FRAGMENTO PARA LEER:
Detrás de todo este asunto no veo otra cosa que una publicidad grosera y rentable del poder de Silicon Valley. Cualquier difusión sensacionalista de miedo, cualquier reclamo estúpido contra la automatización, cualquier alarma escandalizada sobre el destino humano, no tiene otra finalidad ideológica que afianzar la idea de que la voluntad de Silicon Valley sobre el presente es irrevocable y que lo único que al parecer nos queda es someternos. A ese poder tampoco tiene sentido oponer ningún utopismo ingenuo, desde ya. Pero la resignación pasiva con la que se acepta el alarmismo histérico frente a las IA ni siquiera es un indicador de pobreza intelectual, es simplemente la demarcación de una nueva zona de negocios para los publicistas y los pseudoespecialistas de siempre. No, las máquinas no pueden escribir nada, sólo hacen permutaciones de los datos que les suministran sus propietarios. La inteligencia artificial, en ese aspecto, también es un falso problema. Hasta el más modesto de los artistas humanos, precisamente porque cuenta con la libertad para errar, está por encima de eso. Más interesante sería conocer quiénes son los dueños de las nuevas IA que recopilan nuestros datos. Pero acerca de eso no disponemos de tantas cartas abiertas dramáticas o malos libros en coautoría con máquinas.

PROBLEMA A RESOLVER:
Indica qué hacen las máquinas, según el fragmento sobre la inteligencia artificial, en lugar de escribir.

Datos de localización de puntos
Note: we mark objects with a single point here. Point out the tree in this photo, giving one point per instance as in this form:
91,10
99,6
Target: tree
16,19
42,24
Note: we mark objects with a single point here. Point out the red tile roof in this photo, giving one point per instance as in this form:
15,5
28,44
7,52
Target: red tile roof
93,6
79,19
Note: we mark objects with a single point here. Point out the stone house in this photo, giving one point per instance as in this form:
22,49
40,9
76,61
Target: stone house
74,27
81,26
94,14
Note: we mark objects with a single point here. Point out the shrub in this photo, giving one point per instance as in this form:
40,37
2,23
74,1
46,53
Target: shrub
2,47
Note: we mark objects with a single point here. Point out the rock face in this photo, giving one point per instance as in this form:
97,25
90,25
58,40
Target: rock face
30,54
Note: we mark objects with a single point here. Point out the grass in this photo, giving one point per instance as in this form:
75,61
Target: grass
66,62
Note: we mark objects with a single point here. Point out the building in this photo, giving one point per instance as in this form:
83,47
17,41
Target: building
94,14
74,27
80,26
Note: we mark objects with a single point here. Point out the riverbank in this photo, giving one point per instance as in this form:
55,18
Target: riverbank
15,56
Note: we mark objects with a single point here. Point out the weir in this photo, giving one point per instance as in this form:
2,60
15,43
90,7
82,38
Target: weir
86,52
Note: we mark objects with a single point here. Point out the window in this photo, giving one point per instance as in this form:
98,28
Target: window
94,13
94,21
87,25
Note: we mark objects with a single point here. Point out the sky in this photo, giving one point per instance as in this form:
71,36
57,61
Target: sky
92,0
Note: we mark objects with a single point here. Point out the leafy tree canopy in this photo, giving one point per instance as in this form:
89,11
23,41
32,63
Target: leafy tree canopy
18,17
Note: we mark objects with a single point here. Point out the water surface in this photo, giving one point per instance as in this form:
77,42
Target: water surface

SOLUCIÓN DE LA TAREA:
Solo hacen permutaciones de los datos que les suministran sus propietarios.